Updated: Oct 14, 2020
"It is important to remember it is a personal journey, and even more important to remember not to take it personally."
2020 has been a beast of a year and it has got us all stretched a little thin. Unpredictable, unstable, isolating for some, transitional and emotionally charged in so many ways. Even if you feel like you are handling all of these transitions gracefully, chances are you have been clenching your adrenal glands tightly. During these battleground moments, more than ever, we need to hold space for our mental health. Unaddressed prolonged stress can lead to a domino effect of disruptions such as sleep irregularities, depression, anger, headaches, dizziness, digestive issues, decreased immune function, exacerbated inflammatory conditions, and anxiety.
This is a subject that is very near and dear to me. Not only have I gone through periods of my life having adrenal fatigue, but this is one of the most common things to come across my table. Some of us are just more sensitive to the emotional state of the outside world. Chronic low-grade stress leading to adrenal exhaustion and a hyperactive sympathetic nervous system is almost like a rite of passage in this modern crazy world we live in.
If this is so normal, then why can it result in these chronic situations? Sometimes we can bounce back right away from these stressors, but often they lead to a perfect storm. There is so much happening in your biochemistry - all of it is automatic, and none of it may seem to be under your control. First, adrenal hormones can tend to linger in the system, they take a while to titrate out, or gradually leave your body. Second, those adrenal hormones can create a positive feedback loop. Third, our brains under stress will naturally create reinforcing positive feedback loops. resulting in a "fear of the fear", which becomes its own problem. Fourth the chronic stress makes the adrenal glands “leaky”, or easily triggered. Fifth, the sympathetic nervous system is designed to reinforce and maintain its stress response in its own feedback loop in an effort to protect us; it's a muscle memory that reminds us to avoid this perceived threat again in the future.

# Dataset entries:
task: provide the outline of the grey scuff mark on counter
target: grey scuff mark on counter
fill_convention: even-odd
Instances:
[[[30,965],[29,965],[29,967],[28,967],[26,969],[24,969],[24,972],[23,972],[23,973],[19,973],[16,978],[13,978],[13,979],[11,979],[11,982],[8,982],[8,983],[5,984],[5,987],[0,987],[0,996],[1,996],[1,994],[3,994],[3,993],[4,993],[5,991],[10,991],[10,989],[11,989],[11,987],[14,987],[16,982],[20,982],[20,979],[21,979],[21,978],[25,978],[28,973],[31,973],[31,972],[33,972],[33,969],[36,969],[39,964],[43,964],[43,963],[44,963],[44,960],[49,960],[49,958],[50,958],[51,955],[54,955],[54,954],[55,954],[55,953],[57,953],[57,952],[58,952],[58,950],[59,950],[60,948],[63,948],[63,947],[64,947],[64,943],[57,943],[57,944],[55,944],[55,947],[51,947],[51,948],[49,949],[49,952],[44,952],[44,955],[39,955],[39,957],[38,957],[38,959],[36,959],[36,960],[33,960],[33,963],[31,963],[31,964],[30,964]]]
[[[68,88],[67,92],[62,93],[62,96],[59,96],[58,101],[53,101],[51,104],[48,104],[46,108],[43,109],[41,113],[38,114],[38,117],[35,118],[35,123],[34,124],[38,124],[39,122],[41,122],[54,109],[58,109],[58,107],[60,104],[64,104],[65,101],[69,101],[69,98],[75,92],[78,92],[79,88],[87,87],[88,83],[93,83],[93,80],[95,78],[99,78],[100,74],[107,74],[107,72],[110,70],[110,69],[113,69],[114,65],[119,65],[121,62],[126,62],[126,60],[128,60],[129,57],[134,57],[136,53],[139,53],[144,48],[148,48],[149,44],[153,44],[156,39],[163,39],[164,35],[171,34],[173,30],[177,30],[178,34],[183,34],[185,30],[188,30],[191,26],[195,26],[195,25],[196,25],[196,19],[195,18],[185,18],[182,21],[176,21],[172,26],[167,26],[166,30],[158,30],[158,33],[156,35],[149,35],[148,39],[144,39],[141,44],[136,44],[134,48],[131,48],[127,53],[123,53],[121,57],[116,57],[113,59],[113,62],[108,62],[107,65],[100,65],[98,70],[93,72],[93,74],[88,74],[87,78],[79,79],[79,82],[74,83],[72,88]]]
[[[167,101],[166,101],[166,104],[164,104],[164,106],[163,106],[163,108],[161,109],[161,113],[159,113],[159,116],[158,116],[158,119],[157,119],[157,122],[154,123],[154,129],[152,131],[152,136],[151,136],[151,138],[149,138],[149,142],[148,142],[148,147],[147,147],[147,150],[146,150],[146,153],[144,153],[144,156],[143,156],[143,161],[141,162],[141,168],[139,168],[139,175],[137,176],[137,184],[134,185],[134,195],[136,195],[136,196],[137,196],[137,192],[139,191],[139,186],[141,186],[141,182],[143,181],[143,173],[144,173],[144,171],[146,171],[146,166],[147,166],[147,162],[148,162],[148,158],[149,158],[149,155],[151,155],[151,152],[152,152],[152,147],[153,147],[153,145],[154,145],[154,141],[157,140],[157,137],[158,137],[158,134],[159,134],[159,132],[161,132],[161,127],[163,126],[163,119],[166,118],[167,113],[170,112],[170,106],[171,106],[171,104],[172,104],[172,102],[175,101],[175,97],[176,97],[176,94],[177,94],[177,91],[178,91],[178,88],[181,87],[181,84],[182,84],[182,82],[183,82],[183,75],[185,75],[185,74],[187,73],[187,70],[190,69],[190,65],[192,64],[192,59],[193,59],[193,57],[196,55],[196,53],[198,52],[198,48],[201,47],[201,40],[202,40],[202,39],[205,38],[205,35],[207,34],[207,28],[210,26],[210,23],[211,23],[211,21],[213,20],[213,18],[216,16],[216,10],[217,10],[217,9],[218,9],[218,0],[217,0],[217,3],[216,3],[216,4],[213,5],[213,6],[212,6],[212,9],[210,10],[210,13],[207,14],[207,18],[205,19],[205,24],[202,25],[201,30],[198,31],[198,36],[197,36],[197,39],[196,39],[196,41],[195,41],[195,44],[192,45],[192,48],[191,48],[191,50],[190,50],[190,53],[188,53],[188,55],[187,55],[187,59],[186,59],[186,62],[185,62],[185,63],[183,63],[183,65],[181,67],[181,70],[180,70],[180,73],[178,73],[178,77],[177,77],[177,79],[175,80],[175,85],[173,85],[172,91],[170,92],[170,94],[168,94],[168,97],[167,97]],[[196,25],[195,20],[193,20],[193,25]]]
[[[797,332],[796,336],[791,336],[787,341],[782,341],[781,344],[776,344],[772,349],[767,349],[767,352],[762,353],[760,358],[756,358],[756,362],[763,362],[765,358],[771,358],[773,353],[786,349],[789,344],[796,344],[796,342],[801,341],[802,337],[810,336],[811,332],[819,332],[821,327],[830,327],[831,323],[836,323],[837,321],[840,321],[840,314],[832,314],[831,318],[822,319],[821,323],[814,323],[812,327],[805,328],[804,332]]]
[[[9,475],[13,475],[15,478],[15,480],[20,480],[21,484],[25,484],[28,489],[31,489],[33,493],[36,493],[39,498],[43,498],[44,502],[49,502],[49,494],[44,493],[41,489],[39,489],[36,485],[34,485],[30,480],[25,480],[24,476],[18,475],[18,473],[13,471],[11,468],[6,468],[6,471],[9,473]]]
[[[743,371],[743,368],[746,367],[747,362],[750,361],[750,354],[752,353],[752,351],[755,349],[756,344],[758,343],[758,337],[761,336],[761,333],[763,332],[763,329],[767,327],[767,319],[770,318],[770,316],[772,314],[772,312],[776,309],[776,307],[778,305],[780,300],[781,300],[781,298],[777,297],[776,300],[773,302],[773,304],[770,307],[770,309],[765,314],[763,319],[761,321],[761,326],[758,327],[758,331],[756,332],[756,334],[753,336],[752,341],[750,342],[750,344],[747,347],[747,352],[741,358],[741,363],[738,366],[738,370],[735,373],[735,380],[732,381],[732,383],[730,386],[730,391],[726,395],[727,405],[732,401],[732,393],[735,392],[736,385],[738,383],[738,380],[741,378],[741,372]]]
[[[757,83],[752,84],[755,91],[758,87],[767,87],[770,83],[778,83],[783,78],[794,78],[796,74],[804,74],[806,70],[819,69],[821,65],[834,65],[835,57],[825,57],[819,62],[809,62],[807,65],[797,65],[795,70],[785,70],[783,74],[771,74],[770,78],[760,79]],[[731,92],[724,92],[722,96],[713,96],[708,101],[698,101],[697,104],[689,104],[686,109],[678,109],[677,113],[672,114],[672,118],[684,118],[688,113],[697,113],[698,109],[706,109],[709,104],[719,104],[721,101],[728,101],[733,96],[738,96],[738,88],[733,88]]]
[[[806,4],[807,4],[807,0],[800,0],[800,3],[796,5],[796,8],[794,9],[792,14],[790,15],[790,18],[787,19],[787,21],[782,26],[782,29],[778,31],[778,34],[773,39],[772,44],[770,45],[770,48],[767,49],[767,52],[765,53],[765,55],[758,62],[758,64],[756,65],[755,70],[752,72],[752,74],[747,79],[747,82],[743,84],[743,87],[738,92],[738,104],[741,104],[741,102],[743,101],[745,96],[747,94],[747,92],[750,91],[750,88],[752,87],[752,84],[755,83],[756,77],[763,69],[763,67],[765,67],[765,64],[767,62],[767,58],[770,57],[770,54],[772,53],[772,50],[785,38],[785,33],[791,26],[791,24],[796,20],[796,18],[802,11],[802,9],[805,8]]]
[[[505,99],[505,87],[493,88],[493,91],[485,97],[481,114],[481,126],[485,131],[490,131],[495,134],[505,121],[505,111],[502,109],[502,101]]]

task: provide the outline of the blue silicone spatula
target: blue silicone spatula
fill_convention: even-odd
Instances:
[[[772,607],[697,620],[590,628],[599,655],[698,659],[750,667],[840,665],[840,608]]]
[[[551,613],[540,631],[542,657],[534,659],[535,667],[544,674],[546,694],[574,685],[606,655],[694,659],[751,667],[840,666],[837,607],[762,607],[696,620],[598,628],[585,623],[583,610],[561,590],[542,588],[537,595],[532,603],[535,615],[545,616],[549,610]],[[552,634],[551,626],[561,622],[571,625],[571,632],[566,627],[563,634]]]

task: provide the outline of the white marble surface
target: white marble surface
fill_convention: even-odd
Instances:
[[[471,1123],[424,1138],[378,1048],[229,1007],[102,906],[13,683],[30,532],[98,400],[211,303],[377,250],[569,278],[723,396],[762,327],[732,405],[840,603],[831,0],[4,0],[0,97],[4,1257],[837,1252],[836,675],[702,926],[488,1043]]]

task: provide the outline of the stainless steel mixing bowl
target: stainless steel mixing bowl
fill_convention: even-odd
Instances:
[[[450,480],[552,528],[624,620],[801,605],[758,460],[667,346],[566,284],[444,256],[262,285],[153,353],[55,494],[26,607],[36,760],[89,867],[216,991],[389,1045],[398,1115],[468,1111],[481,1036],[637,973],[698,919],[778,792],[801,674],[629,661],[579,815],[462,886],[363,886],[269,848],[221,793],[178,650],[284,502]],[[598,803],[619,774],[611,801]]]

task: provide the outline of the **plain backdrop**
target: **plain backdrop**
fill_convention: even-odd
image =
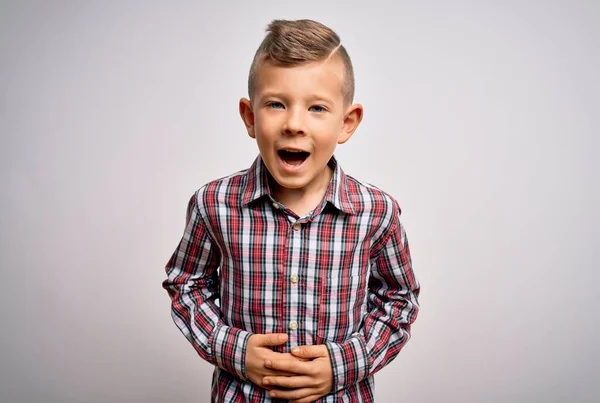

# Try it:
Could you continue the piece on stress and adrenal fatigue, starting right after its last sentence?

# Output of the task:
To complicate things further, and quite ironically, this same protective sympathetic system stops us from reaching out for supportive help. Throughout our evolution, we have learned that a lion takes out the weakest link. When we start to have feelings of instability, no matter how normal this actually is for people, we automatically hide it because somehow that fear equates to maybe being voted off the island, or worse, being fed to the sacrificial gods. Left hidden and unaddressed, this can lead to all too common spiraling such as fear of having the fear and associated encompassing anxieties.
What many people don’t realize is that there are simple steps to halt unhealthy loops, nourish taxed systems and restore balance to the sympathetic/parasympathetic response. Taxed systems can be repaired and managed. The breakdown in the system is most often not due to something integrally wrong with you, it is matter of internal biology, similar to the process of running down your immune system from chronic stress and catching a bad cold. Although many of us might genetically be predisposed to being more sensitive, very rarely is it to the point of needing long-term medication for long-term stability. However, it is important to note, that some people find it is best suited for them to use an anti-anxiolitic to initially halt or dampen the pathway.
So how do we treat this without the use of pharmaceuticals that so often can lead to dependencies?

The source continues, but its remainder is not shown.